◆ **対象本文**:
浅草キッドの水道橋博士は、タレントや作家の顔を持つ一方で「日記を書く人」としても知られています。
小学生時代に始めたという日記は、たけし軍団入り後も継続、1997年からは芸能界でもいち早くBLOG形式の日記を始めた先駆者となり、現在も日々ウェブ上に綴っています。
なぜ水道橋博士は日記を書き続けるのか? そこにはいったいどんな意味があるのか?
そう問うあなたへの「日記のススメ」です。
偉大なる先人がいた
10月18日にスモール出版からボクの新刊『藝人春秋Diary』を上梓しました。
題名に「Diary」と銘打つとおり、ボクの日々の「日記」をベースにした著作です。
この本の一風変わった趣向は、日記形式ですのですべての逸話に日付の入った、芸人のエッセー風のように見えますが、ベースは『週刊文春』の一年強の連載を一本も残さずまとめたものであり、同時に江口寿史先生の挿絵を60枚も完全掲載した画集でもあります。
また、テレビに出演する芸人交遊録だけでなく、文化人、政治家を揶揄する章もあるので、ウラドリを経たジャーナリスティックな手法で、芸能界の2017年から2018年をボク視点で描いた、ルポルタージュとしても綴られています。

◆ **依頼内容 A**: 本文で水道橋博士が持つとされている顔を、すべて挙げてください。
◆ **依頼内容 B**: 本文によると、『藝人春秋Diary』には江口寿史先生の挿絵が何枚掲載されていますか。
◆ **依頼内容 C**: 水道橋博士の日記を扱った本文について、最後の文に続く部分を書いてください。
行は本文とは別の資料として扱います。

保存済みデータ:
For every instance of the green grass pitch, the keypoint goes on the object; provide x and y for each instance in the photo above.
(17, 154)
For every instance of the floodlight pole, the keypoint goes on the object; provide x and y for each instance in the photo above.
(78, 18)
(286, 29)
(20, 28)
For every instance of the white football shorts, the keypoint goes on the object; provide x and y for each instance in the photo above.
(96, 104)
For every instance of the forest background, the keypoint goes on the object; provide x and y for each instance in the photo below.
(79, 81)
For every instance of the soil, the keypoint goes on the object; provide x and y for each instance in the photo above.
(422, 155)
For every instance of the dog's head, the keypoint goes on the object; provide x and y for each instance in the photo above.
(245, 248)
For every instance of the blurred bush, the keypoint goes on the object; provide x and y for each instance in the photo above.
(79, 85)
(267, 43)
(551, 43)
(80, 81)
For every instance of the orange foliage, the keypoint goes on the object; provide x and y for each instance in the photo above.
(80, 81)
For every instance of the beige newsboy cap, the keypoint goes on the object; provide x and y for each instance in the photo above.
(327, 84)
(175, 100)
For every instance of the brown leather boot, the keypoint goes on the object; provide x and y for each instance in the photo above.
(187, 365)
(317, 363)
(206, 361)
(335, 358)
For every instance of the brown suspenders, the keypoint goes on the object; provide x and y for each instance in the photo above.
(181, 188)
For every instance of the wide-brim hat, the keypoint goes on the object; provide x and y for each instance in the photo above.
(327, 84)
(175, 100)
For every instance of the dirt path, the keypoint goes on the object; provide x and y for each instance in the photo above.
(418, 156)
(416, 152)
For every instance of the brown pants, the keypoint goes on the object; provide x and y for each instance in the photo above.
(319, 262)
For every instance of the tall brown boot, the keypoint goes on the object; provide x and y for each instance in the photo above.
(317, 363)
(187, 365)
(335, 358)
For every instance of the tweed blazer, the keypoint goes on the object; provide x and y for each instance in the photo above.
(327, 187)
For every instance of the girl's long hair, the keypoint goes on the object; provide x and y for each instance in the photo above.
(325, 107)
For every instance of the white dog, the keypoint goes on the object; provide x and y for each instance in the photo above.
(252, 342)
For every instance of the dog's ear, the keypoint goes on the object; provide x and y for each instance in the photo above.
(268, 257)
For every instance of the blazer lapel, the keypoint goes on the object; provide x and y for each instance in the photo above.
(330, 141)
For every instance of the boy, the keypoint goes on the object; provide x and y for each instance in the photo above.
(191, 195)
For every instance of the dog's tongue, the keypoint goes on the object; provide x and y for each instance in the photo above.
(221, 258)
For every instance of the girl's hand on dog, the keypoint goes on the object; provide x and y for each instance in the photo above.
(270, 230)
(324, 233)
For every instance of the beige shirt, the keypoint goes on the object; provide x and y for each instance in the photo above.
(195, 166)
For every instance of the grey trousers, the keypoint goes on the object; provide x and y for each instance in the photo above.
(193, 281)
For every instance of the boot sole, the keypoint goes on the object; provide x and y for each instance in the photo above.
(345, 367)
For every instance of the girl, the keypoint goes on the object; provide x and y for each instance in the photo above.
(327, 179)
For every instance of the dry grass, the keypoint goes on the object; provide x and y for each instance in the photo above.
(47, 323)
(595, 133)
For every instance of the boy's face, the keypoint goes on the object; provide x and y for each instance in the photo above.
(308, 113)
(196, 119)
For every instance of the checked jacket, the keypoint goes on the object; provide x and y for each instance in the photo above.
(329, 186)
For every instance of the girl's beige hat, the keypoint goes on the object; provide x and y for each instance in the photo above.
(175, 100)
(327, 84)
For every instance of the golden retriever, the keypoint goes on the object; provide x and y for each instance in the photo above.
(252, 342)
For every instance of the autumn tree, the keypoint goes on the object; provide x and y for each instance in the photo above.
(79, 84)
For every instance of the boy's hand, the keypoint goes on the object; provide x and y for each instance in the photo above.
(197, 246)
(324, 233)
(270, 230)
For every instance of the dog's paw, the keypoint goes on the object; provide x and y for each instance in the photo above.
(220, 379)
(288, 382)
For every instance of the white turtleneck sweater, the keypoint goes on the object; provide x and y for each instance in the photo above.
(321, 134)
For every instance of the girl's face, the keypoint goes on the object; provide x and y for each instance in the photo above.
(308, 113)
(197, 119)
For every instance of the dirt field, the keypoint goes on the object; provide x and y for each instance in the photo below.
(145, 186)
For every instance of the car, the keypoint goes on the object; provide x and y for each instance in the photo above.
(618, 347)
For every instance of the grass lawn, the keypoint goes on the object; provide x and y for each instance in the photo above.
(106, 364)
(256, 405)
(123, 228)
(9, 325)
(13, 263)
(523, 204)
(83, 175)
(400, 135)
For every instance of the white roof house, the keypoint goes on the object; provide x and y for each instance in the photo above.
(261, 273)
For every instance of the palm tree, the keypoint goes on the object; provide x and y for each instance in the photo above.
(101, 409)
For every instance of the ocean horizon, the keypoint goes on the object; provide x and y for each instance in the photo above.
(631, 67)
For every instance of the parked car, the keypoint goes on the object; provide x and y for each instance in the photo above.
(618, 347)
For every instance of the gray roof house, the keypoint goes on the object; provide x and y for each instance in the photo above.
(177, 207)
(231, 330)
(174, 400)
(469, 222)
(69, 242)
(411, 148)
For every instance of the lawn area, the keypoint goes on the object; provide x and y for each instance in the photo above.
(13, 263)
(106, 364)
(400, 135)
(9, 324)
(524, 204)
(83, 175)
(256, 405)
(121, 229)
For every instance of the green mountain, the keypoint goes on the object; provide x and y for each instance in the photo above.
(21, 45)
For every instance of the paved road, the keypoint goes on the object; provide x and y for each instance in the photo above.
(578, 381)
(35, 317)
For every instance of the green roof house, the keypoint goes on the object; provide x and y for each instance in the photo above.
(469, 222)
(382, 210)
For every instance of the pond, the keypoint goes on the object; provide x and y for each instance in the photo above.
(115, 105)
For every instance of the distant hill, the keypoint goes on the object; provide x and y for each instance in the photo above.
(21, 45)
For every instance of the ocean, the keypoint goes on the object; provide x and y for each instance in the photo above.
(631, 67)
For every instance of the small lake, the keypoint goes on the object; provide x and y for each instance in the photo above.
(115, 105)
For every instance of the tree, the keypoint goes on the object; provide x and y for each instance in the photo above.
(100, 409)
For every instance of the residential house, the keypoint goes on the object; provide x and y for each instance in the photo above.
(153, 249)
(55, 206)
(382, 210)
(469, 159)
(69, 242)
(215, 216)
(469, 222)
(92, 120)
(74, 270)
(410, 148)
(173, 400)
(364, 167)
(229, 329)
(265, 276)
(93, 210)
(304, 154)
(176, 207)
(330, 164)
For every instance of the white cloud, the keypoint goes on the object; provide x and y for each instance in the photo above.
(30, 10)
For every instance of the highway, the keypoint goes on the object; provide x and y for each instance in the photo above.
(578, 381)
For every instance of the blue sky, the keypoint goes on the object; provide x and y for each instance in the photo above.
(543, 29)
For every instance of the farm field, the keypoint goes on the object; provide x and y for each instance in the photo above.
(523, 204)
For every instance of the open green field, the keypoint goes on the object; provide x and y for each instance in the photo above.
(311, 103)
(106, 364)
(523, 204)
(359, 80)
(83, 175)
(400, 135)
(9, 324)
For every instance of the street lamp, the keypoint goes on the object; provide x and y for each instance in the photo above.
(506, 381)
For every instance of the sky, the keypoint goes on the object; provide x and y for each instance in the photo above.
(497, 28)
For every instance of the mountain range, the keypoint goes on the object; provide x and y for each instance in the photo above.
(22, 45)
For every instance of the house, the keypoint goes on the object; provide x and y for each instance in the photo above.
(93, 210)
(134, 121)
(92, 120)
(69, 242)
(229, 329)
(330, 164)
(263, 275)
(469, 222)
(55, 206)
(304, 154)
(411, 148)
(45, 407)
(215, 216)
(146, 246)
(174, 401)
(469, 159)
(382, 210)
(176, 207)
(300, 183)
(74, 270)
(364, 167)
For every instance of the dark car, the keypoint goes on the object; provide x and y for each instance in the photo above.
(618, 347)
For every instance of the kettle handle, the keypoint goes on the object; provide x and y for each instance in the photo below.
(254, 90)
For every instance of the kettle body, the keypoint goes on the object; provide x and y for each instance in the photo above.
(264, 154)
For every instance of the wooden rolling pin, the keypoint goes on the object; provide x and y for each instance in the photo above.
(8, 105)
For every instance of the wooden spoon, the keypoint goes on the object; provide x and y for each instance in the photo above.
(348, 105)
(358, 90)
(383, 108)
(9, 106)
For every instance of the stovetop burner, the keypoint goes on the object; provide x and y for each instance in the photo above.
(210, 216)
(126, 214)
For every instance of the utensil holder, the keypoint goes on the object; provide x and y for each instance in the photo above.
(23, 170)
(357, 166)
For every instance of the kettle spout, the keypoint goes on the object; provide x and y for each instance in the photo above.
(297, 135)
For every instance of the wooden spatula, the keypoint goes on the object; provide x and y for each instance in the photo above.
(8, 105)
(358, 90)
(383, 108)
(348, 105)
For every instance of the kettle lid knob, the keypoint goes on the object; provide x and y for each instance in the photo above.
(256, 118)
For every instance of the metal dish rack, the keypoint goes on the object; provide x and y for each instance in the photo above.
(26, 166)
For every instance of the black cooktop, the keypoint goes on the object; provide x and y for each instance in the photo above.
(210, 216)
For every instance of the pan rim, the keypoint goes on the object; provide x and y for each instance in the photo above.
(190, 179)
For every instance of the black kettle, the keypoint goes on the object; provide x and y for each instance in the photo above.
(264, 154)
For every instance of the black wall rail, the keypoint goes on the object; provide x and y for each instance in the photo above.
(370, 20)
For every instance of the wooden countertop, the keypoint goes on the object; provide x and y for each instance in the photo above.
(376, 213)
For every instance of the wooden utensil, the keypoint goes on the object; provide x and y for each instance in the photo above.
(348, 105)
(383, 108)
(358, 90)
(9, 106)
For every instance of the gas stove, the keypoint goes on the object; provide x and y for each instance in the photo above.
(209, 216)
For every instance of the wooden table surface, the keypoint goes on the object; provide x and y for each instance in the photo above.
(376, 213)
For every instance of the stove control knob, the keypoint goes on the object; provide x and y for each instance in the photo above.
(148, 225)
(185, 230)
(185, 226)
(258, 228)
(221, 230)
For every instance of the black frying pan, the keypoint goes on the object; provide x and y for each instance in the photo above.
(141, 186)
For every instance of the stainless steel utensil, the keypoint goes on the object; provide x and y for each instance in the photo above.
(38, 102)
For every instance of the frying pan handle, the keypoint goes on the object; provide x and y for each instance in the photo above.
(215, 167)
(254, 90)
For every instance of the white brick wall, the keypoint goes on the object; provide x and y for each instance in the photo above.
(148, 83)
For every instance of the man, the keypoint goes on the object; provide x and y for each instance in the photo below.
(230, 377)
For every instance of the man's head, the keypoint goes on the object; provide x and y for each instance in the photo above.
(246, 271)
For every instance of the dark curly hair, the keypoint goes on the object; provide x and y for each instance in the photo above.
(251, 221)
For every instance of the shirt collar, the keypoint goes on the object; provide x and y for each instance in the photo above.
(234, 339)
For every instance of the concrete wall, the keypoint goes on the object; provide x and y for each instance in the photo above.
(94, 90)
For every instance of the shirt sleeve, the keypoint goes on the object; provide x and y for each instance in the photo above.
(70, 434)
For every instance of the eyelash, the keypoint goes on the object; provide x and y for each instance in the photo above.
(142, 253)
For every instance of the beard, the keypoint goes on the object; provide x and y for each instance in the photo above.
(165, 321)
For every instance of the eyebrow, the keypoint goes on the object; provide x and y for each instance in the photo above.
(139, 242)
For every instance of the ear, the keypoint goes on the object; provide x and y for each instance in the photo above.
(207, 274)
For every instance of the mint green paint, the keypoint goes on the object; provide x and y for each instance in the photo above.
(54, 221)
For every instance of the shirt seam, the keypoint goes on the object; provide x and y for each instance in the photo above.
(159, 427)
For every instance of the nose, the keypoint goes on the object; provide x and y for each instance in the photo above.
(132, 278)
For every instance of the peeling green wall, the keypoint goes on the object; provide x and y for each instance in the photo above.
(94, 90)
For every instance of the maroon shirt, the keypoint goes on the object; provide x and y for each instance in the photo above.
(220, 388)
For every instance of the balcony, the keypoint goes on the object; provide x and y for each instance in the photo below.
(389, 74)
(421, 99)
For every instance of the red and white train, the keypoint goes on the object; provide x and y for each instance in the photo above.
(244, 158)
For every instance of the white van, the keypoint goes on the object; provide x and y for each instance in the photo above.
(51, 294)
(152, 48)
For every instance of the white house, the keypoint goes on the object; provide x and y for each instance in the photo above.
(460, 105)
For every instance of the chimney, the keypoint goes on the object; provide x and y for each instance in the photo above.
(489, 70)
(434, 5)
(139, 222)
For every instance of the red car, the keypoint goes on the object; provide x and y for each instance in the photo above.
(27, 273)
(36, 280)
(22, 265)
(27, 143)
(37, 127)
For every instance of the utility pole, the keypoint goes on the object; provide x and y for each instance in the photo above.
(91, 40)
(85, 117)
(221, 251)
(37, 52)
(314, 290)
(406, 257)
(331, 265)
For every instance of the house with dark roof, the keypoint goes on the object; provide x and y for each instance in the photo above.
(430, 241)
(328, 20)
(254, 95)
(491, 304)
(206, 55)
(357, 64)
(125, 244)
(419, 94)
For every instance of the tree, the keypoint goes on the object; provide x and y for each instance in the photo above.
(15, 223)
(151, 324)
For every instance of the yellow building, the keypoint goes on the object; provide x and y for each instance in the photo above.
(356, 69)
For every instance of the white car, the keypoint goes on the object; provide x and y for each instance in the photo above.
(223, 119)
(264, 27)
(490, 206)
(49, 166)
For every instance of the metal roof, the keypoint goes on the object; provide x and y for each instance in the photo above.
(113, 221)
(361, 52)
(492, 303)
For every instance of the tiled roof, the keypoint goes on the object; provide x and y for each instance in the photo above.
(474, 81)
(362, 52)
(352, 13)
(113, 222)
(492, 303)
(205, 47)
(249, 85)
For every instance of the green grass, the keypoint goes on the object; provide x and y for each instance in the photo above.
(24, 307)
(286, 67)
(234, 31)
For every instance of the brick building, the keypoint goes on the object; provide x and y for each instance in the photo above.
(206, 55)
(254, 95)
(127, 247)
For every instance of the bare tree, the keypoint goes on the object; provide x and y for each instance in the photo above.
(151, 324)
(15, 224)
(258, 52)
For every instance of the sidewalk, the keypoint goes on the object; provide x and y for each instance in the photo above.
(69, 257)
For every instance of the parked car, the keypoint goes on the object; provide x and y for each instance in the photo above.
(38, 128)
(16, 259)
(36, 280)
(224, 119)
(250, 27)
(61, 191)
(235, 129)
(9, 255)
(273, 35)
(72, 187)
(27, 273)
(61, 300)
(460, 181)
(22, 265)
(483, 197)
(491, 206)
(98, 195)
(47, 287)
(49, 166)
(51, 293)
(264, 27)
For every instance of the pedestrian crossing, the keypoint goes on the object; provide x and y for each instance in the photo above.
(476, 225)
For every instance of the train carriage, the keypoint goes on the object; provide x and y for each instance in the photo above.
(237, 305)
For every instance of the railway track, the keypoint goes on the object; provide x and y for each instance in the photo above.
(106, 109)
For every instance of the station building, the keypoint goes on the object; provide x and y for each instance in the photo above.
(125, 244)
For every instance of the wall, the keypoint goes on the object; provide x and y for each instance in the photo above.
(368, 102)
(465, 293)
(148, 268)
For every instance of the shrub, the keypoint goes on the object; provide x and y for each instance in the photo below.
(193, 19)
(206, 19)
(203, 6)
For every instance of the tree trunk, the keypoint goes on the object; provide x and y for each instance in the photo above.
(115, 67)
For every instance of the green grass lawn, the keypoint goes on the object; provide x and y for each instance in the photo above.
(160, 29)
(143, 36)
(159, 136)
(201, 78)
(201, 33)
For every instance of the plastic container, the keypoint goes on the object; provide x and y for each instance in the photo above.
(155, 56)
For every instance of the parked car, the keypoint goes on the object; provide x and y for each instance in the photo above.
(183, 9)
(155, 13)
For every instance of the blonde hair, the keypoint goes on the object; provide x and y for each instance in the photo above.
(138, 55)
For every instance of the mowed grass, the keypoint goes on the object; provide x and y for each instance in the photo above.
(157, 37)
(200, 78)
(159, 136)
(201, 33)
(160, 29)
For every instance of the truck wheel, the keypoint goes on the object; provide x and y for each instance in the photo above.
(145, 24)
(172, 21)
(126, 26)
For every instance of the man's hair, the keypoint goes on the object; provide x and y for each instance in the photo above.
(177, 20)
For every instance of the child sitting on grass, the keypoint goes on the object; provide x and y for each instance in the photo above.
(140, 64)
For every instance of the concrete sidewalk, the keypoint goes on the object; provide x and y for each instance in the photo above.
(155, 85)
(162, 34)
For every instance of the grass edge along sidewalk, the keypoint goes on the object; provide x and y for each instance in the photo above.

◆ **最終回答 A**: タレント、作家、日記を書く人

◆ **最終回答 B**: 60枚です。

◆ **最終回答 C**:
そして、この本の冒頭でボクは「日記芸人」宣言をしています。
芸能史上初の「日記芸人」の肩書にも思えますが、既にこの分野には偉大なる先人がいます。
その人の名は、浅草喜劇の大先輩にして「日記芸人」の鼻祖・古川ロッパ先生です。
この本の巻頭にエプグラフとして引用しているのが『古川ロッパ昭和日記』からの言葉です。
「日記は俺の情熱、そして業。」
巻末にはエピグラムとして「俺は日記をつけるために生きてるのだ。」とロッパ先生の言葉で締めています。
しかし、令和の時代に、古(いにしえ)に「エノケン・ロッパ」と謳われた、昭和の喜劇王・古川緑波を語る人は数少ないでしょう。
ロッパは明治36年(1903年)に生まれ、昭和36 年(1961年)、57歳の若さで夭折しています。
昭和37年生まれのボクは彼の活躍を見たことがないし、現存する映像も少なく、同時代を生きた人も今や数少なくなっています。
ロッパの経歴も異色です。
幼少の折から文才に長けており、学生時代から映画の同人誌を発行して、映画評論家として、早熟ぶりを発揮。早稲田の学生時代に文藝春秋社を創立した菊池寛に招かれて、雑誌『映画時代』の編集者になり論壇デビューを飾ります。
当然のことながらインテリであり、批評を表現、芸風のベースにしています。
その後、講談、声帯模写(ロッパの造語)の腕を買われて、30歳を超えてから喜劇の世界にデビューします。
そこで、今までの「緑波」の名前を筆名にして、「ロッパ」の名前を芸名にすることにしました。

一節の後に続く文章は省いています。